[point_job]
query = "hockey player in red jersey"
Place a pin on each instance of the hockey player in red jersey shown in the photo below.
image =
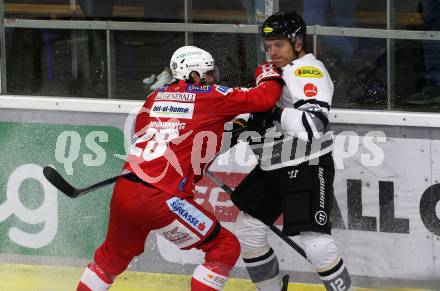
(178, 133)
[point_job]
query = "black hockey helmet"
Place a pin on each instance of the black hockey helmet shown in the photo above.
(283, 24)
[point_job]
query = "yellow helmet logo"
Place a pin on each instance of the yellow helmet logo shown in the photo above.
(267, 29)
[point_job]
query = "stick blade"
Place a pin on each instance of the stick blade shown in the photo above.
(59, 182)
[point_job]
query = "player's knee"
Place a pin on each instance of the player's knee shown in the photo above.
(223, 250)
(253, 236)
(221, 254)
(320, 248)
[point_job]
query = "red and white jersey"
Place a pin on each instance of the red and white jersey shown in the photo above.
(180, 126)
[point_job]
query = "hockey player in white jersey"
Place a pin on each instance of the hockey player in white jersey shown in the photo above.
(295, 173)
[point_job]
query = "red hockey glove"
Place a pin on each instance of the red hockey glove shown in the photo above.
(266, 71)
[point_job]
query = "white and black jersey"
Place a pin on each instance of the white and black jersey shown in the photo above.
(303, 133)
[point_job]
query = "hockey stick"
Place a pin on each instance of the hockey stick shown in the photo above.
(272, 227)
(55, 178)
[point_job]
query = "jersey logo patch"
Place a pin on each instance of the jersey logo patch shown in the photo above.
(190, 214)
(223, 90)
(198, 88)
(310, 90)
(309, 72)
(172, 110)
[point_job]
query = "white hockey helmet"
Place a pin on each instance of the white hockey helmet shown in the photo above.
(188, 59)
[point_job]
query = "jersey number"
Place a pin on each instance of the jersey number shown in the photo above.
(157, 143)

■ **What the exercise asks**: Word for word, copy out each record; do not include pictures.

■ **Solved exercise**:
[point_job]
query = "hockey player in red jersey"
Place a pin on each instance of the hockey player in red jersey shown in the photo below.
image =
(178, 133)
[point_job]
query = "black hockey helmet"
Place a pin on each instance of the black hockey helmet shown in the photo above.
(283, 24)
[point_job]
query = "yellow helmet logo"
Place a pin on each instance of the yellow helmet logo shown in the photo above.
(267, 29)
[point_job]
query = "stick blade"
Place a pin on each instance of the stick blade shown in the photo above.
(59, 182)
[point_job]
query = "player's knee"
Place a pin on each instance of the player's knee shown in the photo above.
(223, 250)
(253, 236)
(221, 254)
(320, 248)
[point_job]
query = "red and white jersey"
Place a pin on each instance of the red and white jersey shown in the photo above.
(180, 126)
[point_job]
query = "hockey player in white jersey"
Place a pin on each instance of the hockey player in white jersey shown in the photo above.
(295, 173)
[point_job]
query = "red hockey glove"
Place a pin on each instance of the red hockey glove shown in the photo above.
(266, 71)
[point_job]
query = "white and black jersey"
Place a pin on each instance of the white and black jersey shown in the photo above.
(303, 133)
[point_job]
query = "hockey stick"
Place a pin on each instance of the hockey stick shown in the photo above.
(272, 227)
(55, 178)
[point_job]
query = "jersey logo patch"
Place a pin on each instance of the jersey logo patch shown in the photo above.
(190, 214)
(223, 90)
(198, 88)
(310, 90)
(309, 72)
(172, 110)
[point_job]
query = "white hockey helmet"
Place a pin on each instance of the white hockey helmet shown in the photo above.
(188, 59)
[point_job]
query = "jersey number"
Place a pin on each instance of the jersey number shown in the photo above.
(157, 143)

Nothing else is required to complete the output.